***** EXTRACTED DATA
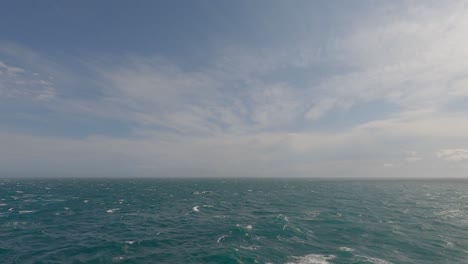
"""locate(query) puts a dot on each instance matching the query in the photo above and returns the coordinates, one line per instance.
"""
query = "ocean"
(233, 221)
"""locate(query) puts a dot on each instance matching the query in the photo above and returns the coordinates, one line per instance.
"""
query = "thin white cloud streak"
(225, 114)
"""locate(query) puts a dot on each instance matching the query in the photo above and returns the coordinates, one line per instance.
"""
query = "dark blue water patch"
(232, 221)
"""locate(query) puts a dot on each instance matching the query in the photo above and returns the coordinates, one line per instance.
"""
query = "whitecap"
(27, 211)
(347, 249)
(250, 247)
(312, 259)
(221, 238)
(374, 260)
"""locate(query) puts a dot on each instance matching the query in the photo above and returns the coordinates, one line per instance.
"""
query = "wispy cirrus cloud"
(252, 111)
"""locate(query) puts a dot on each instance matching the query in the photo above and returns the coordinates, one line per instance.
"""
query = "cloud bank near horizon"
(338, 94)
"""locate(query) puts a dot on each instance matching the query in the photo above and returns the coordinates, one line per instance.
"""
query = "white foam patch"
(27, 211)
(375, 260)
(250, 247)
(312, 259)
(221, 238)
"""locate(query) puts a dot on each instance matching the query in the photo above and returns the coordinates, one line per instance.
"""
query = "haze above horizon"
(327, 89)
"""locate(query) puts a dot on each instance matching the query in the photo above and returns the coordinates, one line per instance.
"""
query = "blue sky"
(234, 88)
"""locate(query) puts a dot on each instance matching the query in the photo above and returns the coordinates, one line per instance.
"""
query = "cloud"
(249, 111)
(19, 83)
(453, 155)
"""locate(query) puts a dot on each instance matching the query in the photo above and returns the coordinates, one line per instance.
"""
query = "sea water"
(233, 221)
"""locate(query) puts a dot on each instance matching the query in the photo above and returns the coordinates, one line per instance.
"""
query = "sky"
(234, 88)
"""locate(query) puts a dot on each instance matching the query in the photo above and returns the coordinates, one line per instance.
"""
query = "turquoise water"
(233, 221)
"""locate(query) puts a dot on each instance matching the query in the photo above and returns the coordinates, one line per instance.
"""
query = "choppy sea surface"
(233, 221)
**********
[PROBLEM]: Pull out each line of the data above that contains the word "blue", copying the lines in their original order.

[THE SOLUTION]:
query = "dark blue water patch"
query = "blue sky"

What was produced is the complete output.